BEGIN

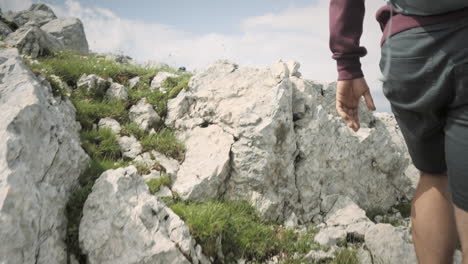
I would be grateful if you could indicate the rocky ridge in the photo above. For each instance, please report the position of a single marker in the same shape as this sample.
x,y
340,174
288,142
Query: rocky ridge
x,y
263,135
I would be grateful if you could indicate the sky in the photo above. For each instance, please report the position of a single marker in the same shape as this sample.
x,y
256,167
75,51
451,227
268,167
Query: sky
x,y
195,34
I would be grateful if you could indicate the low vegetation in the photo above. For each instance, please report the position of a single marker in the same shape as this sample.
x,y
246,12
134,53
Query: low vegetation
x,y
101,144
242,232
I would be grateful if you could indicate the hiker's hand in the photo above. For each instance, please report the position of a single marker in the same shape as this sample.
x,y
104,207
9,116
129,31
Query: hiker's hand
x,y
348,94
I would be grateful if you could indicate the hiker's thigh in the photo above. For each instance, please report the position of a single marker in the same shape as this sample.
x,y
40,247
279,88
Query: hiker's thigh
x,y
417,84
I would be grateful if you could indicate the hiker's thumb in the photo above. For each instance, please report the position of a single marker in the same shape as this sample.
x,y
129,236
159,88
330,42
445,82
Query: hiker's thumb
x,y
369,101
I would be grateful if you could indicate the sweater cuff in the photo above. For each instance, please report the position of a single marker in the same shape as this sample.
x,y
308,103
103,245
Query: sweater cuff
x,y
349,69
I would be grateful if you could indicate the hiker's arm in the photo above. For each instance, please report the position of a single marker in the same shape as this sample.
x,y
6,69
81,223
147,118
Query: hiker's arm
x,y
346,20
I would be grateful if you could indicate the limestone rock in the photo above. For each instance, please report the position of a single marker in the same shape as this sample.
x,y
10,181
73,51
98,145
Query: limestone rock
x,y
93,83
123,224
143,115
389,244
109,123
117,91
256,109
169,165
130,147
4,30
159,79
330,153
133,82
32,41
40,162
292,152
38,14
206,166
70,31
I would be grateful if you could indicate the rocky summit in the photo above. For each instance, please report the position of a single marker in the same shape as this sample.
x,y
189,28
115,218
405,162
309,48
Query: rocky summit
x,y
120,162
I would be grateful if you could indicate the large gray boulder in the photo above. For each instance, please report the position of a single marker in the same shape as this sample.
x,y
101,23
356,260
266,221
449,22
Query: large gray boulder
x,y
144,115
38,14
206,167
124,224
40,161
32,41
292,151
70,31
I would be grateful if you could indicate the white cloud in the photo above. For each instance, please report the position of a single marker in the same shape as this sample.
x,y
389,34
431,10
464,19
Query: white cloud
x,y
294,34
15,5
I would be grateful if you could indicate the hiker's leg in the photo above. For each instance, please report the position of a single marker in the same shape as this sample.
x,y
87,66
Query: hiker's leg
x,y
462,227
433,226
457,163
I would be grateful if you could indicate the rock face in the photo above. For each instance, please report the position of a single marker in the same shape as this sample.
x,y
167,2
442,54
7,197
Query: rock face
x,y
32,41
159,79
143,115
117,91
110,123
291,150
130,147
207,164
388,244
40,161
123,223
93,83
39,14
4,30
70,31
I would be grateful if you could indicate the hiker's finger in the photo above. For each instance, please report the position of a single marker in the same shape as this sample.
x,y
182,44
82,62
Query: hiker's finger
x,y
369,100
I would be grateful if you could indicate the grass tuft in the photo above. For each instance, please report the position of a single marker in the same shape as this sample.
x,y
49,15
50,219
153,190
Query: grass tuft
x,y
165,142
154,185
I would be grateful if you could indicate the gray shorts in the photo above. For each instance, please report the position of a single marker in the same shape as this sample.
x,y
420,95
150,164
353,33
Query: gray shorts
x,y
426,83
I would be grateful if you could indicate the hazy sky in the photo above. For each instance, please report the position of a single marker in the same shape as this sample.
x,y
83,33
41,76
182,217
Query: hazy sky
x,y
196,33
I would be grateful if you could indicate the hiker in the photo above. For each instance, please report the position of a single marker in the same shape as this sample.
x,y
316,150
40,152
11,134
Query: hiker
x,y
424,63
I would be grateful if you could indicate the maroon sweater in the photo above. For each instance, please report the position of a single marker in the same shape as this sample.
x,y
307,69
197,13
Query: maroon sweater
x,y
346,20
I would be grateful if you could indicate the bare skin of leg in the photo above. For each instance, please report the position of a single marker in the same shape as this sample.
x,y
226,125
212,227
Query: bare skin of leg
x,y
461,218
433,223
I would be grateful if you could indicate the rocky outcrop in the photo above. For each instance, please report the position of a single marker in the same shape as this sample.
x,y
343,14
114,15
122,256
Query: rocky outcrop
x,y
159,80
40,161
144,115
109,123
5,30
207,163
292,153
123,223
70,32
93,83
130,147
116,91
32,41
39,14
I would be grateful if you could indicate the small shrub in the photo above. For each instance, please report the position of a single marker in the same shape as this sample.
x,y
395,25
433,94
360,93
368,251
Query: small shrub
x,y
346,256
101,144
88,112
165,142
132,129
154,185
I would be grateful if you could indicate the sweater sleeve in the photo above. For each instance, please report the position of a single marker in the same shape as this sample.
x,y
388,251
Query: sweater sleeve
x,y
346,22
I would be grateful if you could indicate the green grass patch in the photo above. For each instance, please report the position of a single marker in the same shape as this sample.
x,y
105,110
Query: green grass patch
x,y
132,129
101,144
154,185
243,233
12,25
346,256
70,65
165,142
88,112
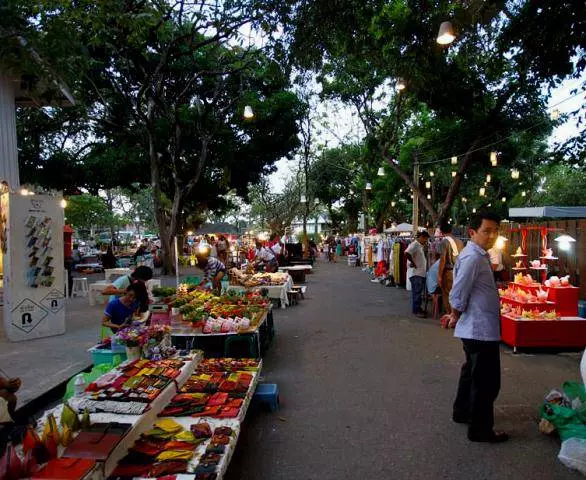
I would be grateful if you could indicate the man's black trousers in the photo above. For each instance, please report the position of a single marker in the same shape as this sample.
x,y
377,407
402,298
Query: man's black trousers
x,y
480,383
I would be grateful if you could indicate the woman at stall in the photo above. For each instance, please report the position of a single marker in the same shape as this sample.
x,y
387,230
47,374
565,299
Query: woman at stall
x,y
213,270
119,312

END

**Aim of the task:**
Copy out every line of the material above exactly, skipping the pictures.

**Output of the exercise:**
I would be grateful if you could indicate the rocky ridge in the photo above. For each instance, please report the position of a single marker in the same shape as this sample.
x,y
340,174
288,142
Query: rocky ridge
x,y
263,135
I would be grateful if you could indicate the sky in the photo above. For each instance, please report the position of a single marker in the same shape as this sample.
x,y
256,167
75,51
451,227
268,167
Query: sky
x,y
195,34
I would be grateful if you could indicate the low vegetation in the photo above. For each instance, please report the position of a single marker in the same shape as this sample.
x,y
246,12
134,53
Query: low vegetation
x,y
101,144
242,232
I would be grateful if you could indicate the hiker's hand in the photo above. For each instance, please report the position of a single marker in the same shape as this sample.
x,y
104,207
9,116
129,31
Query: hiker's hand
x,y
348,94
I would be grateful if you could indicate the hiker's thigh in the photo above. For each instance, please report the position of a single marker in the same shape as this sample.
x,y
40,247
279,88
Query: hiker's thigh
x,y
417,84
I would be grateful if you could indicate the hiker's thumb in the photo above. For each instance, please report the position of a single marker in the same shape as this sample.
x,y
129,236
159,88
330,42
445,82
Query: hiker's thumb
x,y
369,101
I would be grateful if you could indicate the sweater cuff in the photo above. For each instance, please report the position of a single marker in the same shape as this sample.
x,y
308,103
103,245
Query: sweater cuff
x,y
349,69
I would be grateful if you could indicate the hiker's arm in the photo above. For each instance, please report the position of a single marker in the same shape as this sample.
x,y
6,69
81,223
147,118
Query: hiker's arm
x,y
346,20
I would be grateful if you could indicate the limestone rock in the photo above. For each instance, please report the position of a single marker in the same shape as this sample.
x,y
10,181
73,51
98,145
Query: limestone rock
x,y
93,83
123,224
143,115
389,244
109,123
117,91
256,109
169,165
130,147
4,30
159,79
330,153
133,82
32,41
40,162
292,152
38,14
206,166
70,31
I would be grateful if you could indicate the rocky summit in the photo above. For each instance, please report the position of a single marker in the same shape as this sample.
x,y
189,28
115,218
405,162
309,48
Query: rocky summit
x,y
120,162
I would be grateful if you could indicate the large gray boulder in the photo above. For each instance, please report the position of a single marker in the same shape as this sample.
x,y
101,23
356,260
266,221
449,22
Query: large gray boulder
x,y
144,115
38,14
206,167
124,224
40,161
32,41
292,151
70,31
I would be grateful if you could indicate the white cloud in the photo above. For each instance, please report the position of a single marker in the same shape as this sample.
x,y
389,34
431,10
464,19
Query: white cloud
x,y
294,34
15,5
I would be grateful if you could indicate the hiker's leg in the photo above. For each instance, please report the position of a single marker in the same shape as this sample.
x,y
87,66
Query: hiker's leg
x,y
462,227
433,226
457,163
I would be grateful if you could indicate the rock face in the photo above. For each instance, please report the position of a single marker in the same shape as this sample.
x,y
167,2
442,54
7,197
Query: rock face
x,y
32,41
159,79
143,115
117,91
110,123
291,150
130,147
207,164
388,244
40,161
123,223
93,83
39,14
4,30
70,31
I would be grateful if you could indicate the hiker's finger in the photo above. For each instance, please report the position of a single marker in the same shape as this sample.
x,y
182,44
82,62
Query: hiker's finger
x,y
369,100
I would be grateful if you could indicate the grass tuft in the photo above. For each instance, please report the position of a single marker in the same shape as this sample.
x,y
49,15
50,219
153,190
Query: grass tuft
x,y
165,142
154,185
I would be grateful if you could indicate the gray shorts in the photo above. For each instance, please report the position of a single marker in the same shape as this sample.
x,y
420,95
150,164
353,33
Query: gray shorts
x,y
426,83
I would be grateful if you could indicate the hazy sky in the photo above. For each instance, please report the position of a single marker in the same shape as this sample.
x,y
83,33
41,76
182,217
Query: hazy sky
x,y
196,33
I would be grateful if you could indicate the hiker in the photo above. For each instance, please report the position of a single marker in the same shape as this sample.
x,y
316,150
40,152
11,134
Query: hiker
x,y
424,63
I would be grateful if you could indicate the maroon sweater in the photo above. For each instance, please report the position of a single marker in the same shape as this sample.
x,y
307,69
197,13
Query: maroon sweater
x,y
346,20
I would be grateful if you could indicate the bare skin of leg in the photo above. For each instance, please report the position of a single marker in the same shape as this sample.
x,y
226,125
212,227
Query: bare skin of leg
x,y
461,218
433,223
I would be grateful if you could indicate the rocky outcrop in the photo above. For each instance, please report the position of a single marker in the same shape as this sample.
x,y
343,14
114,15
122,256
Query: rocky outcrop
x,y
159,80
40,161
144,115
109,123
5,30
207,163
292,153
123,223
70,32
93,83
130,147
116,91
32,41
39,14
I would be grateful if you could indicate the small shrub in the photo above. For each instance, please report the position of a single marker in the same shape as this sample.
x,y
395,25
433,94
360,93
368,251
Query: small shrub
x,y
346,256
101,144
88,112
165,142
132,129
154,185
I would be grateful if you could indicate the sweater sleeve in the photo above. For each instance, please report the position of a single marker in the same shape as this sample.
x,y
388,251
Query: sweater sleeve
x,y
346,22
I would be grateful if you could indicate the green grass patch in the photo above. For each instance, please report the position of a single marker in the same shape as this sample.
x,y
105,110
Query: green grass patch
x,y
132,129
101,144
154,185
243,233
12,25
346,256
70,65
165,142
88,112
I would be grateful if you could indicate the man's black trousers in the photo above. For each instance, please report the position of a single marker in the same shape as this sample.
x,y
377,407
402,298
Query: man's black trousers
x,y
480,383
I would be grateful if you could indicate the woman at stall in the photo above. For each instance, please report the position of a single marker in the same shape as this sample.
x,y
387,230
47,374
565,299
Query: woman at stall
x,y
213,270
119,312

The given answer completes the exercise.